● **Text block**
★ ★ ★

I need to code such that if a certain list index exists, then run a function.

This is the perfect use for a try block:

ar=[1,2,3]

try:
    t=ar[5]
except IndexError:
    print('sorry, no 5')   

# Note: this only is a valid test in this context 
# with absolute (ie, positive) index
# a relative index is only showing you that a value can be returned
# from that relative index from the end of the list...

However, by definition, all items in a Python list between 0 and len(the_list)-1 exist (i.e., there is no need for a try block if you know 0 <= index < len(the_list)).

You can use enumerate if you want the indexes between 0 and the last element:

names=['barney','fred','dino']

for i, name in enumerate(names):
    print(i + ' ' + name)
    if i in (3,4):
        # do your thing with the index 'i' or value 'name' for each item...

If you are looking for some defined 'index' though, I think you are asking the wrong question. Perhaps you should consider using a mapping container (such as a dict) versus a sequence container (such as a list). You could rewrite your code like this:

def do_something(name):
    print('some thing 1 done with ' + name)
        
def do_something_else(name):
    print('something 2 done with ' + name)

★ ★ ★

● **Excerpted records**
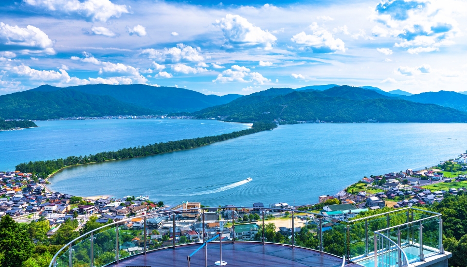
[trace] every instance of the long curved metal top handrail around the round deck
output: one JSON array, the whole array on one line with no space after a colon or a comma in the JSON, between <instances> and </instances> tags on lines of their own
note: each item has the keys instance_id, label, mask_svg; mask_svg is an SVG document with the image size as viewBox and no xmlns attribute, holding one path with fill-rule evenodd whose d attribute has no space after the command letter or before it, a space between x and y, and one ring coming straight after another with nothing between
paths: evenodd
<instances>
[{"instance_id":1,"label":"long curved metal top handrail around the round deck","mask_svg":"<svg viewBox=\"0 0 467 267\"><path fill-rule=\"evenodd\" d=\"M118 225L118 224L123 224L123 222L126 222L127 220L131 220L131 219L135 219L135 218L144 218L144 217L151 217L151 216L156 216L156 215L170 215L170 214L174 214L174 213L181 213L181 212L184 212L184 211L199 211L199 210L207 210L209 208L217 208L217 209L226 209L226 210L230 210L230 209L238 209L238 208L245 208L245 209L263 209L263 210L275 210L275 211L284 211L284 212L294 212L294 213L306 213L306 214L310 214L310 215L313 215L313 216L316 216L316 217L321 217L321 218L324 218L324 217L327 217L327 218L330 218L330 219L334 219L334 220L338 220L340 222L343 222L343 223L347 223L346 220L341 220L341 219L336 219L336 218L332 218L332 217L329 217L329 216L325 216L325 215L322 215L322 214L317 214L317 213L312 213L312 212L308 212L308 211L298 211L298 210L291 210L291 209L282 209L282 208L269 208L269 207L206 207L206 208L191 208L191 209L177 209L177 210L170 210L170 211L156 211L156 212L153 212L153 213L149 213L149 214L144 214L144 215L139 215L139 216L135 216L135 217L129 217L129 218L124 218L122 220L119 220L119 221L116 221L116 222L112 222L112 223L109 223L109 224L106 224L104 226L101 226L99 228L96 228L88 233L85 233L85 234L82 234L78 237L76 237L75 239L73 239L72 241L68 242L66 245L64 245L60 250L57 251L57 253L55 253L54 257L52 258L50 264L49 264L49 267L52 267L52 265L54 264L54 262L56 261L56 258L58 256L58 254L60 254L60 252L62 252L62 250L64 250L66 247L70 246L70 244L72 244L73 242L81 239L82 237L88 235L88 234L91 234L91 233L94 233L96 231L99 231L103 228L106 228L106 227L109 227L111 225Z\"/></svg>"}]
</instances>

★ ★ ★

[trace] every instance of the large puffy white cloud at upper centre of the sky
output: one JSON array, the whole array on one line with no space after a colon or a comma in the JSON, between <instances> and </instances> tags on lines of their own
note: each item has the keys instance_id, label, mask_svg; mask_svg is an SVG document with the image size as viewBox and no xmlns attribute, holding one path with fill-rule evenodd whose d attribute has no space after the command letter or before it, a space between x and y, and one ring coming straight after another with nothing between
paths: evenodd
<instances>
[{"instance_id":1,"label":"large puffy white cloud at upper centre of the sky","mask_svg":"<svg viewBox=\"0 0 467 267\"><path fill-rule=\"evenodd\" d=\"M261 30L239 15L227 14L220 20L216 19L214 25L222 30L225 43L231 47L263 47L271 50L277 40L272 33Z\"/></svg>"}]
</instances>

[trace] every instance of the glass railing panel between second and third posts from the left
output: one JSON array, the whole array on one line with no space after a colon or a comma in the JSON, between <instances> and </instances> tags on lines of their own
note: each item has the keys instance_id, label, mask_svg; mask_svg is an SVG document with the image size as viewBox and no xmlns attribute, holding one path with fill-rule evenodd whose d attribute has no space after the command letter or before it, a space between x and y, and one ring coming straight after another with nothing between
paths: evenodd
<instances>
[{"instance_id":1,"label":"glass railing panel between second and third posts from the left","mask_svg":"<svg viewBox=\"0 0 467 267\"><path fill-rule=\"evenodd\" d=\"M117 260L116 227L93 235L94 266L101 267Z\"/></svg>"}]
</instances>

★ ★ ★

● **Set of tasks**
a. Repeat the passage of the text on checking Python list indexes, starting at "for i, name" and ending at "1 done with ' + name)".
b. Write the next part of the text on checking Python list indexes, picking up after its last line.

● **Set of answers**
a.
for i, name in enumerate(names):
    print(i + ' ' + name)
    if i in (3,4):
        # do your thing with the index 'i' or value 'name' for each item...

If you are looking for some defined 'index' though, I think you are asking the wrong question. Perhaps you should consider using a mapping container (such as a dict) versus a sequence container (such as a list). You could rewrite your code like this:

def do_something(name):
    print('some thing 1 done with ' + name)

b.
    
def default(name):
    print('nothing done with ' + name)     
    
something_to_do={  
    3: do_something,        
    4: do_something_else
    }        
            
n = input ("Define number of actors: ")
count = 0
names = []

for count in range(n):
    print("Define name for actor {}:".format(count+1))
    name = raw_input ()
    names.append(name)
    
for name in names:
    try:
        something_to_do[len(name)](name)
    except KeyError:
        default(name)

Runs like this:

Define number of actors: 3
Define name for actor 1: bob
Define name for actor 2: tony
Define name for actor 3: alice
some thing 1 done with bob
something 2 done with tony
nothing done with alice

You can also use .get method rather than try/except for a shorter version:

>>> something_to_do.get(3, default)('bob')
some thing 1 done with bob
>>> something_to_do.get(22, default)('alice')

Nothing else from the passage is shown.